(Problem):
Output what the records say, word for word, with no images.

(Data to use):
═══
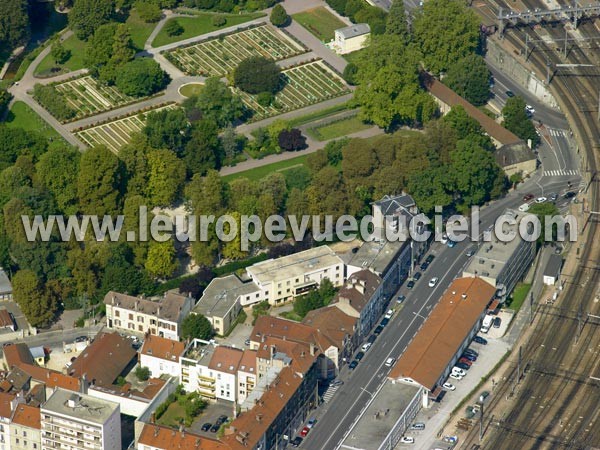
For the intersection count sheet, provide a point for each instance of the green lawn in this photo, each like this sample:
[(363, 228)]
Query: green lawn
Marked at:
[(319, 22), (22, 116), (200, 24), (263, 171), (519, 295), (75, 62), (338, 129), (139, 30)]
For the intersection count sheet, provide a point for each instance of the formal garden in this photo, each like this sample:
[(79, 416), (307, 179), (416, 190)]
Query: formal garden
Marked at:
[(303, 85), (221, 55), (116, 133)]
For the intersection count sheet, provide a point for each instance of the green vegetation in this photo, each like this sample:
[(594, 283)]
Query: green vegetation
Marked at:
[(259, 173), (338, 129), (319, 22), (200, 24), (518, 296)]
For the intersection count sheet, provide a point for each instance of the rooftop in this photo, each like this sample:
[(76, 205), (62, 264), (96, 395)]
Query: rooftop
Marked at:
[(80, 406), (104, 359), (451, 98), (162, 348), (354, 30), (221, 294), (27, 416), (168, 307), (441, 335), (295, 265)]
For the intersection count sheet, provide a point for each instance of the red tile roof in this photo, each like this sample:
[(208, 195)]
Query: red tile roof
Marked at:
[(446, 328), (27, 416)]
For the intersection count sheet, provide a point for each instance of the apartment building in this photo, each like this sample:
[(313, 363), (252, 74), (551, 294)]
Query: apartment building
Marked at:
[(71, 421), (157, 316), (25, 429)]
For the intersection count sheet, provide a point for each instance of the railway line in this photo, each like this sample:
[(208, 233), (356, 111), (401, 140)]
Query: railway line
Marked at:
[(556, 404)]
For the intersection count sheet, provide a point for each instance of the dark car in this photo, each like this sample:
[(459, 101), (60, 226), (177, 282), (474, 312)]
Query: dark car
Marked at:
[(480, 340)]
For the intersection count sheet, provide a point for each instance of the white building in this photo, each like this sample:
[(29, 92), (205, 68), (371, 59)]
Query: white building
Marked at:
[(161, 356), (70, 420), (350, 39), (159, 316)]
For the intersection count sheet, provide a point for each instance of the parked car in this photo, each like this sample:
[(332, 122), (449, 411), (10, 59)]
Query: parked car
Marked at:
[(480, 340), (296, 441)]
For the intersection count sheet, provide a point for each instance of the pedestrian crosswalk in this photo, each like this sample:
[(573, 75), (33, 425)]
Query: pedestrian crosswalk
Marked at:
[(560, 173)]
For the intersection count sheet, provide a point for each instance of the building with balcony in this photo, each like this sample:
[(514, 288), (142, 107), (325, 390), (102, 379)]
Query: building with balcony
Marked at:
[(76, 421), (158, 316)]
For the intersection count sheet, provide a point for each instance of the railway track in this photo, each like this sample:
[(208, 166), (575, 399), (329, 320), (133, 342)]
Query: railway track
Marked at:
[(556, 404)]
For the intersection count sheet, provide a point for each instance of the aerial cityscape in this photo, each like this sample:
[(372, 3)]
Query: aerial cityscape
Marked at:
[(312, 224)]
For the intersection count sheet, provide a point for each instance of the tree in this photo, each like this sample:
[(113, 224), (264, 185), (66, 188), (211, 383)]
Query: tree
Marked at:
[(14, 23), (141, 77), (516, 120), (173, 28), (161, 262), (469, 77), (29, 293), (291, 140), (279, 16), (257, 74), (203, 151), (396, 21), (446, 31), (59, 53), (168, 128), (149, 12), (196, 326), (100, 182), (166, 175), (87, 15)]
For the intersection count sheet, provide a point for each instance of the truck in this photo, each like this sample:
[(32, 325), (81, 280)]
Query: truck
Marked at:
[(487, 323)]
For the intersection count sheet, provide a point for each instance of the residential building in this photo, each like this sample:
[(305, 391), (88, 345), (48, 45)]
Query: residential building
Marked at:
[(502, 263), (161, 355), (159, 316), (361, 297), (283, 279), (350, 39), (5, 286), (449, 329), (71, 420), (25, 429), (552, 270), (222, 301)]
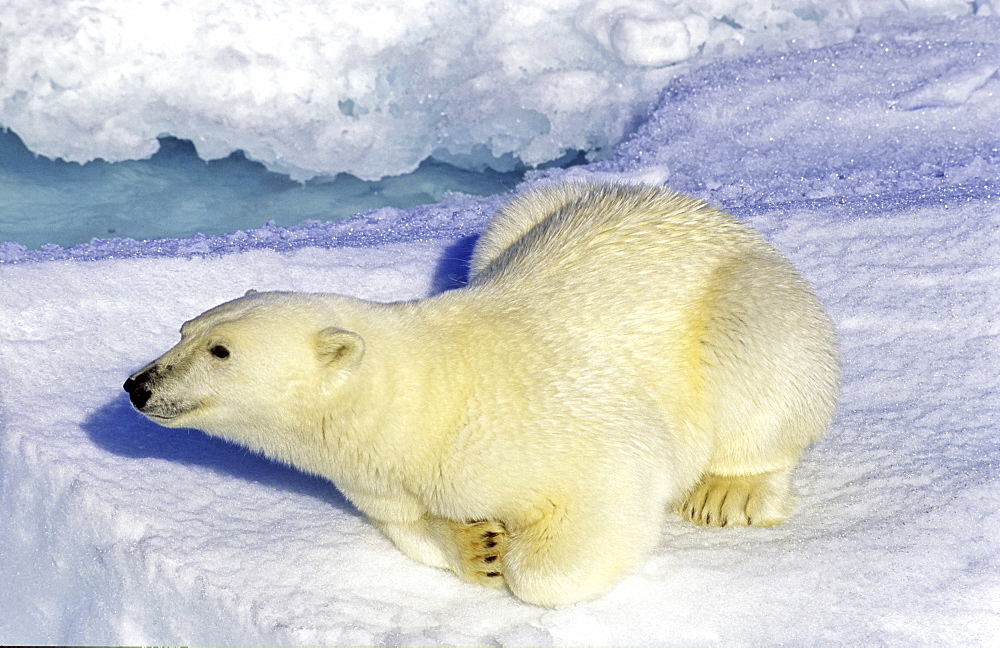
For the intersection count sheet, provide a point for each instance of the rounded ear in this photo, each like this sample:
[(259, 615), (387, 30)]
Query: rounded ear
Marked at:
═══
(Exercise solution):
For the intersection count sheet, provide a point for each instance of the green lawn in this photo, each like this sample:
[(363, 228)]
Query: green lawn
Marked at:
[(319, 22), (22, 116), (200, 24), (263, 171), (519, 295), (75, 62), (338, 129), (139, 30)]
For the intersection count sheet, provide a point for each instance of the formal garden in this photo, each like this sample:
[(79, 416), (307, 179), (416, 190)]
Query: formal garden
Marked at:
[(303, 85), (221, 55), (116, 133)]
For the intersection count sheet, provide a point for each instance of the green vegetation in this photo, each like this sample:
[(594, 283)]
Query: green vegetation
Marked at:
[(259, 173), (338, 129), (319, 22), (200, 24), (518, 296)]
For the intersection count sheet, provide a point for each instance of the rooftop in this photo, each like this sample:
[(76, 205), (62, 264), (96, 395)]
Query: rooftop
Marked at:
[(80, 406), (104, 359), (451, 98), (162, 348), (354, 30), (221, 294), (27, 416), (168, 307), (441, 335), (295, 265)]
For the intersection count sheet, provide a point for each instance of the red tile roof in this photo, each like this sample:
[(208, 195)]
Query: red tile roof
Marked at:
[(446, 328), (27, 416)]
For the intersection count sheet, provide a point for each instance of the apartment building in this photo, each like this sample:
[(313, 363), (252, 74), (551, 294)]
Query: apartment building
Marked at:
[(71, 421), (157, 316), (25, 429)]
For the intersection count sheet, provide a point for each instance of the railway line in this photo, each like this sample:
[(208, 233), (356, 111), (401, 140)]
Query: railway line
Marked at:
[(556, 404)]
For the intersection count sheet, provide a point for each instance of the dark car in this photo, each like this sample:
[(459, 101), (60, 226), (177, 282), (474, 312)]
Query: dark car
Marked at:
[(480, 340)]
For the intersection count sheet, provide a point for each instance of the white building in this photo, each like this sample:
[(29, 92), (205, 68), (371, 59)]
Query: white building
Marked at:
[(161, 356), (70, 420), (350, 39), (159, 316)]
For the intersection count sheet, provide a point for each instance of the parked car in this photo, each like this sample:
[(332, 122), (449, 411), (10, 59)]
Query: parked car
Marked at:
[(480, 340), (296, 441)]
For the intersection count sheet, provide a point for each instance of the pedestrian crosswalk in this photo, each like this sample:
[(573, 75), (33, 425)]
Query: pedestrian crosswalk
Marked at:
[(560, 173)]
For the intersection count sheet, provide a point for each instance of the building with balcony in this photo, each like this sample:
[(514, 288), (142, 107), (325, 390), (102, 379)]
Query: building with balcony
Marked at:
[(76, 421), (158, 316)]
For the intersection count sheet, provide a point for each instance of the railway track in this photo, each like this sample:
[(208, 166), (575, 399), (329, 320), (133, 342)]
Query: railway track
Marked at:
[(556, 404)]
For the intersection count sheet, provide a point for each instance of the aerial cityscape in this photo, each like this sample:
[(372, 3)]
Query: aerial cityscape
Marked at:
[(312, 224)]
For the intersection count sheet, provide a point for each instance of the tree in this photo, each like this sample:
[(113, 224), (264, 185), (66, 188), (211, 383)]
Query: tree
Marked at:
[(14, 23), (141, 77), (516, 120), (173, 28), (161, 262), (469, 77), (29, 293), (291, 140), (279, 16), (257, 74), (203, 151), (396, 21), (446, 31), (59, 53), (168, 128), (149, 12), (196, 326), (100, 182), (166, 175), (87, 15)]
For the intersection count sheet, provide a point for each instance of the truck in this photo, each like this sample:
[(32, 325), (81, 280)]
Query: truck
Marked at:
[(487, 323)]
For the intersection count sheet, provide a point for each instance of the residential building in this photo, each like this sample:
[(305, 391), (88, 345), (48, 45)]
Query: residential building
Marked at:
[(502, 263), (161, 355), (159, 316), (361, 297), (283, 279), (350, 39), (5, 286), (449, 329), (71, 420), (25, 429), (552, 270), (222, 301)]
For the intersection count sheet, provide a point for each instance of the rounded ear in this photo, each like this sample:
[(259, 615), (387, 30)]
Query: rounded ear
Marked at:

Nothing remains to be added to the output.